Rewrite the part of the records that opens with the line containing "Surveillance review: pinpoint the window sill" and runs through the end of the records, including that first line. Give every line in that part, and offset every coordinate in the answers by -149.

## Data to process
* Begin *
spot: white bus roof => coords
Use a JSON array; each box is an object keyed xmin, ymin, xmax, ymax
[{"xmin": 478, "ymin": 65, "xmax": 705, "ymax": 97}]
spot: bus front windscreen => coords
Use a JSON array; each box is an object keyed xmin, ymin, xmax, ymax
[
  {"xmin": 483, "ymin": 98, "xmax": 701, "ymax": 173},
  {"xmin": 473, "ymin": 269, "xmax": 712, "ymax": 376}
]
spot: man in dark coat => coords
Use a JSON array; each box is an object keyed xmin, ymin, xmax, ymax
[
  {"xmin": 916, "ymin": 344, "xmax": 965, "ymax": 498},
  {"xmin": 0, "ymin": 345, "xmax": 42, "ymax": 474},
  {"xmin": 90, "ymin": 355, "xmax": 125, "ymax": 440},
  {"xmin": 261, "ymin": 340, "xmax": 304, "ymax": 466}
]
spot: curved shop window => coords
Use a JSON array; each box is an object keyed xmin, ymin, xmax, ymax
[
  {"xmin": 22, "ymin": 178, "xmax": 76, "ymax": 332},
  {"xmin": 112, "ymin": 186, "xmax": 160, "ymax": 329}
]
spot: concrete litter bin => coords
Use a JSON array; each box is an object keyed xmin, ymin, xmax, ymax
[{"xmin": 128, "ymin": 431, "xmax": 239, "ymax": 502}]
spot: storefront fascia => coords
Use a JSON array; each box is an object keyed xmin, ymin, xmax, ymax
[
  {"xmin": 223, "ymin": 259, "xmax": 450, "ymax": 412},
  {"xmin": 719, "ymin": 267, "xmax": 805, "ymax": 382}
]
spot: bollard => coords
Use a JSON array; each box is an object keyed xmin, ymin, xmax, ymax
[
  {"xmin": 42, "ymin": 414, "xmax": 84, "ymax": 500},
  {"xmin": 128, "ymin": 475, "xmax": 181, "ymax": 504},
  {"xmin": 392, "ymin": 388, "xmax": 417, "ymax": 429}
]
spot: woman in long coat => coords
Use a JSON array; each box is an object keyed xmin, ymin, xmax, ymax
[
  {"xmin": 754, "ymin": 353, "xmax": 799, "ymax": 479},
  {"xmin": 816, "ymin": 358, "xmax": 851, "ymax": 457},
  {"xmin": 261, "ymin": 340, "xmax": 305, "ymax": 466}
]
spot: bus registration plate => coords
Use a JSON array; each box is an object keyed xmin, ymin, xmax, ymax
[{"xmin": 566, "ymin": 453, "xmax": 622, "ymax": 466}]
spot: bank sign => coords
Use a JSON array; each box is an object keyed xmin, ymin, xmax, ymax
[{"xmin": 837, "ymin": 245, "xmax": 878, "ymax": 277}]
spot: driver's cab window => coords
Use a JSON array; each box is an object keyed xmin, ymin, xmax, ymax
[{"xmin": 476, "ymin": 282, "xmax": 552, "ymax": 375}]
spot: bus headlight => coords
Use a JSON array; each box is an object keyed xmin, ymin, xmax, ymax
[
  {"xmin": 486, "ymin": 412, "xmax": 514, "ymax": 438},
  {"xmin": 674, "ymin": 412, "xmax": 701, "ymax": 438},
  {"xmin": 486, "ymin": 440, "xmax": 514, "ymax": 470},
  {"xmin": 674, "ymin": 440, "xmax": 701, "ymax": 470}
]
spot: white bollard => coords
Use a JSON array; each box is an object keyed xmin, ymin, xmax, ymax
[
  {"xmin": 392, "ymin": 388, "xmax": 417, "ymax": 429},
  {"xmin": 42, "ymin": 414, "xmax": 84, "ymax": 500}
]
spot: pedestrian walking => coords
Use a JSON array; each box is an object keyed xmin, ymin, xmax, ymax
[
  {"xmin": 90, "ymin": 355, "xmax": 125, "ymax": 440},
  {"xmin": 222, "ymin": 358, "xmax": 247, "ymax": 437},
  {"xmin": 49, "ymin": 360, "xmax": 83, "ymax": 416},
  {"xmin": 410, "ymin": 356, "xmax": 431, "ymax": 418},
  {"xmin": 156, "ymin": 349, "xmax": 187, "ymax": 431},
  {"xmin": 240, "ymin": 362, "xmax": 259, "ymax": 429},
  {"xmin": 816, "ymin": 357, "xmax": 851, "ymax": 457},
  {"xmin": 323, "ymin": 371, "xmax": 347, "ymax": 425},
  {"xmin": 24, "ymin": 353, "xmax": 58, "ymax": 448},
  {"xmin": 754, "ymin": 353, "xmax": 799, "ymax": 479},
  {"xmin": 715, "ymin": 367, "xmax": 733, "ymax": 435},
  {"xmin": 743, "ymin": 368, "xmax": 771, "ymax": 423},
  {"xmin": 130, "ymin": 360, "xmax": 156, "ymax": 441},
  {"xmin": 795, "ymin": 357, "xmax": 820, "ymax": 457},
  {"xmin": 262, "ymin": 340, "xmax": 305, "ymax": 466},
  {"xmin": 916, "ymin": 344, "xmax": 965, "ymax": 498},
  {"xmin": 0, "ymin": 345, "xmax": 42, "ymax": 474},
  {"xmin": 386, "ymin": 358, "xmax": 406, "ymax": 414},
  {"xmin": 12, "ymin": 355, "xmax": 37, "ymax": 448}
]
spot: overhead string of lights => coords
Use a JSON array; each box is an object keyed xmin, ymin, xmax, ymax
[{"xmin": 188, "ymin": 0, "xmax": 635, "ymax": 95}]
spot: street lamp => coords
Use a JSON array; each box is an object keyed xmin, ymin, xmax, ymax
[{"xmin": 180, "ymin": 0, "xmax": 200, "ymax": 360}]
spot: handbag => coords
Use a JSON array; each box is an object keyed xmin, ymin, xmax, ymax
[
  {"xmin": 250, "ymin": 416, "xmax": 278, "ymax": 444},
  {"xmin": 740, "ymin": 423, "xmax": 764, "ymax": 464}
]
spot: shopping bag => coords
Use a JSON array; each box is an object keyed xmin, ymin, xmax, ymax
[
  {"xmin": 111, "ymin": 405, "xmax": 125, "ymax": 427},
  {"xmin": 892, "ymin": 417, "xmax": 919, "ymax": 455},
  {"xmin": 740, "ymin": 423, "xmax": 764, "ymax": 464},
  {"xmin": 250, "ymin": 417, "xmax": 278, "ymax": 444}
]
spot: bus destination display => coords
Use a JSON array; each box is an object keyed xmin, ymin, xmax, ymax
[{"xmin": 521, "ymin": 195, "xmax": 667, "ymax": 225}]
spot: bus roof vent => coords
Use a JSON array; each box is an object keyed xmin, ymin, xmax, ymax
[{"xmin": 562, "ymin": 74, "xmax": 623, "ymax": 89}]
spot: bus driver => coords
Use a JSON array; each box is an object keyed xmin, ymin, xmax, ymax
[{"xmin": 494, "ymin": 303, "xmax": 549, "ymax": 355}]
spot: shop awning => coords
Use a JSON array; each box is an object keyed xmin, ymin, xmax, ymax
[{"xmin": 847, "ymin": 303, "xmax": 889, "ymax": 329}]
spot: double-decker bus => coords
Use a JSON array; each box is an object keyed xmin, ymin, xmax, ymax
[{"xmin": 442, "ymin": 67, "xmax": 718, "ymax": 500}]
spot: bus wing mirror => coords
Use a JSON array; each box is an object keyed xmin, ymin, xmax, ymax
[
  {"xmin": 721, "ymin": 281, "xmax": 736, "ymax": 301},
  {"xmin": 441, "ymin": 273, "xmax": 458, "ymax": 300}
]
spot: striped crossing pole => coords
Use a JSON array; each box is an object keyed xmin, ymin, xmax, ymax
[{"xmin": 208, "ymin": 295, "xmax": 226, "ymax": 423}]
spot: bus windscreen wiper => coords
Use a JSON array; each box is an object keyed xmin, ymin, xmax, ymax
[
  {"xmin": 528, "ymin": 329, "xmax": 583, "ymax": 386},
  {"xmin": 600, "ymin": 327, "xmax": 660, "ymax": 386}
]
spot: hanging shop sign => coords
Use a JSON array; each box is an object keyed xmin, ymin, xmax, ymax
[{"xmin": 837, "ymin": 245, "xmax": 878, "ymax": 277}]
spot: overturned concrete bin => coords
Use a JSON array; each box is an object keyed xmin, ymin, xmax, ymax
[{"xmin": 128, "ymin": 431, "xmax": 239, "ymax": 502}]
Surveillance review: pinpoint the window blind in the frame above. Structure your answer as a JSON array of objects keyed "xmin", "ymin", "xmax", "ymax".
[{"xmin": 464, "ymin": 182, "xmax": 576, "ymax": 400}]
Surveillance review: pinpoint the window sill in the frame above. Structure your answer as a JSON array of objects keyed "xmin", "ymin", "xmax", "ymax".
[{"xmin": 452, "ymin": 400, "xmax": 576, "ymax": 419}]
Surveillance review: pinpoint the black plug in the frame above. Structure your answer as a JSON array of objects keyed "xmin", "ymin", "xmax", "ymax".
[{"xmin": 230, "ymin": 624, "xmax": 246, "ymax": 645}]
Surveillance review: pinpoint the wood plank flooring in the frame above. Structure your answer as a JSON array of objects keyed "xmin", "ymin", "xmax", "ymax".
* End *
## Solved exercise
Surveillance review: pinpoint the window sill in the frame above. Structure your answer as a JSON array of objects keyed "xmin", "ymin", "xmax", "ymax".
[{"xmin": 303, "ymin": 251, "xmax": 427, "ymax": 270}]
Surveillance review: pinpoint the black plug in the frame above. Structure your answer as a JSON array of objects keyed "xmin", "ymin", "xmax", "ymax".
[{"xmin": 81, "ymin": 475, "xmax": 97, "ymax": 496}]
Surveillance review: pinpoint the wood plank flooring in the frame above. Structure your answer as a JSON array of objects keyed "xmin", "ymin", "xmax", "ymax".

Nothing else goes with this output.